* Problem to work on
Continue the article on the climate law's effect on U.S. electricity bills from its last paragraph.

------ Passage ------

2024-12-19 10:48:54 Finance

U.S. consumers are expected to save money on their electricity bills under the nation’s first comprehensive climate law—perhaps more than $200 billion over the next decade, economists project. Even utilities are talking about eased prices at the same time they are detailing new clean energy investments.

The potential price drop flies in the face of an argument made by climate action foes for years—that a move to cleaner power will mean higher energy prices for U.S. homes and businesses. Instead, the Inflation Reduction Act signed this week by President Joe Biden will direct government support to companies that invest in and generate carbon-free power, lowering their costs in a way that will enable them to pass those savings to their customers, analysts say.

Certainly, Democrats were weighing the politics when they chose such a consumer-friendly, incentives-based climate strategy. But the new climate law also reflects some of the latest thinking among economists. Recent research shows that higher prices, imposed through a tool like carbon taxing, may not be the best way to drive fossil fuel emissions out of U.S. electricity.

In fact, more than half of U.S. residential consumers already are paying too much for electricity, if the carbon costs of the current electricity grid were taken into account, according to a study by University of California researchers. The study used $50 per ton as the societal cost of carbon emissions.

“We found that the standard economic logic of carbon pricing doesn’t fit the electricity sector very well, due to the other pricing distortions in the industry,” said Severin Borenstein, faculty director of the energy institute at the University of California, Berkeley’s Haas School of Business. “Carbon pricing is still a powerful tool, but this shows it is important to think through the full context in which we are doing greenhouse gas regulation.”

Plummeting Clean Energy Costs

The Inflation Reduction Act includes an unprecedented $370 billion in federal spending to tackle climate change, much of it through tax credits for developers and producers of clean electricity. It’s an approach that would not have been effective in the early days of global attention to climate change, analysts believe, because solar and wind energy were still too expensive.

“When solar was astronomically expensive, you could have given it a 30 percent tax credit and wouldn’t have made a whit of difference,” said James Stock, vice president for climate and sustainability at Harvard University, who served on the White House Council of Economic Advisers under President Barack Obama.

------ Recorded data ------

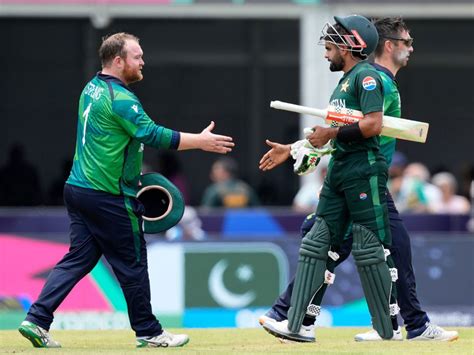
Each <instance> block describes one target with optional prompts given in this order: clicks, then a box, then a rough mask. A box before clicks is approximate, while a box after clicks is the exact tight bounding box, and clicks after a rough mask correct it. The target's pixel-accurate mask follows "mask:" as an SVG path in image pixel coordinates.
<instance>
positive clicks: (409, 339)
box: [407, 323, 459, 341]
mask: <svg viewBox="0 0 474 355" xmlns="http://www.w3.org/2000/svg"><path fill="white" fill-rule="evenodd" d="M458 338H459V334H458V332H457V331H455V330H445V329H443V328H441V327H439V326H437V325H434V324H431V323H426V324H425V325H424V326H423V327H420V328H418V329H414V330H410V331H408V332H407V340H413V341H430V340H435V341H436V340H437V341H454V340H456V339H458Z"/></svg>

------
------ Recorded data ------

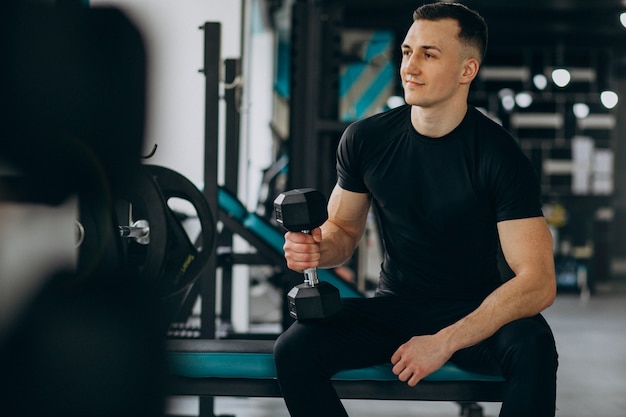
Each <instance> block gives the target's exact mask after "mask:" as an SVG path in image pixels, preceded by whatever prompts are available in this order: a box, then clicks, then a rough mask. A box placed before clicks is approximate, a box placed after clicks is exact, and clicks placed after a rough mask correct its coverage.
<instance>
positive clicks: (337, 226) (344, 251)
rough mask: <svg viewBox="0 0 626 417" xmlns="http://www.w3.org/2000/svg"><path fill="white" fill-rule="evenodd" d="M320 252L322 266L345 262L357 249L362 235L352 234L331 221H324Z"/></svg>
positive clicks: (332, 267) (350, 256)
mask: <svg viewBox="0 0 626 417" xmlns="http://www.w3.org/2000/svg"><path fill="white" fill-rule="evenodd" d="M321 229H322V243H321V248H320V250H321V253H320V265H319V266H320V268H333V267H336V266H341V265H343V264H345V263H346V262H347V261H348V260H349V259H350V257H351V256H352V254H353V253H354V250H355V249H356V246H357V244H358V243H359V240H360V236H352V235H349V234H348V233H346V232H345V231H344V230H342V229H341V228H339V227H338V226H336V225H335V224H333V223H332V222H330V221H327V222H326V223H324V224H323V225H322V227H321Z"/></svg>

------
------ Recorded data ------

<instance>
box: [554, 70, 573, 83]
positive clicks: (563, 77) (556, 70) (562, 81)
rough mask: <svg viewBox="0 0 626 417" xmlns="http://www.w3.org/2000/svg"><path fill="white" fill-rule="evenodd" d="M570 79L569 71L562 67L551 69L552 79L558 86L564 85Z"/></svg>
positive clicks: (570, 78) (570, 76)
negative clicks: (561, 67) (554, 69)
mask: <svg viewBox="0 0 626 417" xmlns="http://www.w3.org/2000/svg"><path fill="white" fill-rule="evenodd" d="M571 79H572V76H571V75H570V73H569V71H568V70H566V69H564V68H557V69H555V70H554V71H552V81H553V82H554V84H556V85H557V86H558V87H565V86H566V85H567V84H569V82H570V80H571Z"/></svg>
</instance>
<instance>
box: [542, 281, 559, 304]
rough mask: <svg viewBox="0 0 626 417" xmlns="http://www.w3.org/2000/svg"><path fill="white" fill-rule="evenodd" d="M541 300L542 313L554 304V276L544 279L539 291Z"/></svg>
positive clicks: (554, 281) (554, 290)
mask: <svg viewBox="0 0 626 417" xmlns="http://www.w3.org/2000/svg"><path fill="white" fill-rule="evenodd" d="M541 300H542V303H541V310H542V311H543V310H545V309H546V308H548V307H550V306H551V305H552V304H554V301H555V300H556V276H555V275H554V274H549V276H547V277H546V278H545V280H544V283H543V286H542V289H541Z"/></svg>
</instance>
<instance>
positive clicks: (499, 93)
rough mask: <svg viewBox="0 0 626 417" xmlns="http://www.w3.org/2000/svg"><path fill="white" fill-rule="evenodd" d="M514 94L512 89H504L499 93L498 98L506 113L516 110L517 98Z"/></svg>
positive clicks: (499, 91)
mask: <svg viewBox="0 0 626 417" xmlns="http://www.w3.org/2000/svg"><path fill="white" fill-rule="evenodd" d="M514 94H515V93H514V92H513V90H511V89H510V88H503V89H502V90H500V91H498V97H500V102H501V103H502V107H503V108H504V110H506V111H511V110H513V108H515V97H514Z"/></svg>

------

* Response to this exercise
Economists’ early ideas for addressing carbon emissions focused on carbon pricing—through a tax, fee or cap-and-trade system, a form of carbon pricing which enables polluting industries to remain above permitted levels for carbon emissions by trading credits with non-polluters. Since more than half of U.S. power was then generated by coal, a carbon tax would have made electricity more expensive, and in theory, would have driven homes and businesses to adopt efficiency measures and use less. “There really was not any choice,” said Stock. “If you wanted to reduce emissions, all you could do was reduce demand for the services of energy, because you didn’t have a better way to produce energy.”

But thanks to a mix of government policies, technological innovation and international competition, clean energy costs have plummeted over the past decade—some 80 percent for utility-scale solar, for example. The fracking boom also made natural gas available at prices cheaper than coal. As a result, coal’s share of U.S. electricity has fallen to 22 percent. 

Clean energy now has enough of a head start that the incentives in the Inflation Reduction Act are expected to accelerate decarbonization. Environmental analysts at  Energy Innovation, Rhodium Group and Princeton University’s REPEAT Project all have concluded that the law will help bring U.S. greenhouse gas emissions about 40 percent below 2005 levels by 2030.

At the same time, retail costs of electricity are expected to fall about 5 to 7 percent over the next decade, saving consumers from $209 billion to $279 billion, according to researchers at the think tank Resources for the Future. On a per-household basis, RFF projects savings of about $170 to $220 per year over the next decade. 

“Retail prices will fall, even in the relatively near term, because there are projects already in the pipeline that will be eligible for these credits,” said Kevin Rennert, director of RFF’s federal climate policy initiative.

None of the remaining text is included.